-- DATA LISTING follows --
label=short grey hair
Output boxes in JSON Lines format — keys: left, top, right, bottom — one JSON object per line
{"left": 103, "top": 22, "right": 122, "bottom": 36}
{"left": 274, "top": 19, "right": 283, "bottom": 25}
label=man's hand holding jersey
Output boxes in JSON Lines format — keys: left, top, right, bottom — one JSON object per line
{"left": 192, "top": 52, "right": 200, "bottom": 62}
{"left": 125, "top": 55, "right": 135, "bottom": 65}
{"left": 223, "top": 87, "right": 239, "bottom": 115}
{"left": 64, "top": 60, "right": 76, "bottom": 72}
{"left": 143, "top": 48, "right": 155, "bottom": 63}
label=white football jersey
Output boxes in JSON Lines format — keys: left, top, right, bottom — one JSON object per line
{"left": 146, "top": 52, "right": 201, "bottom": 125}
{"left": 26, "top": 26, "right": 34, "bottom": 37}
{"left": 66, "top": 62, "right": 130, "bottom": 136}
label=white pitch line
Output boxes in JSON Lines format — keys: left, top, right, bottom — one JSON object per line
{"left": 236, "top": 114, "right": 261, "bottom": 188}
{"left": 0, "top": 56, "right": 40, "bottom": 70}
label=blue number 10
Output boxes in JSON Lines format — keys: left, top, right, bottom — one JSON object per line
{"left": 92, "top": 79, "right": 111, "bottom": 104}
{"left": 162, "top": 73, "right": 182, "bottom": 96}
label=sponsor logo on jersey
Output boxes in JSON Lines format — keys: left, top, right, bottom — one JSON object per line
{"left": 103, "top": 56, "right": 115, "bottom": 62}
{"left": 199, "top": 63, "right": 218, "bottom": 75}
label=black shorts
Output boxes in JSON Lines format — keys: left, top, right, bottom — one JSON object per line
-- DATA LISTING concluded --
-- DATA LISTING follows --
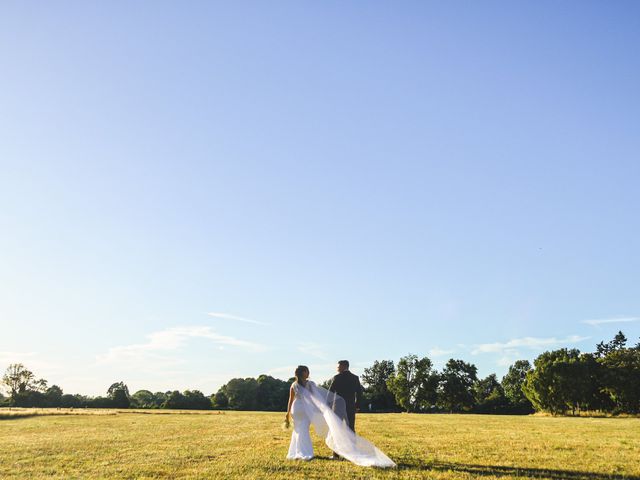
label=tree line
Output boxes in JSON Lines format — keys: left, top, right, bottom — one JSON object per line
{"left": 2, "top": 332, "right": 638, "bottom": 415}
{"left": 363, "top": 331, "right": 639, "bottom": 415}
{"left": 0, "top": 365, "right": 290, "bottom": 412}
-- DATA LISTING concluded --
Scan the listing above, and wherever a line holds the word "jersey", copy it.

*TASK SOLUTION:*
label=man's hand holding jersey
label=white football jersey
label=sponsor logo on jersey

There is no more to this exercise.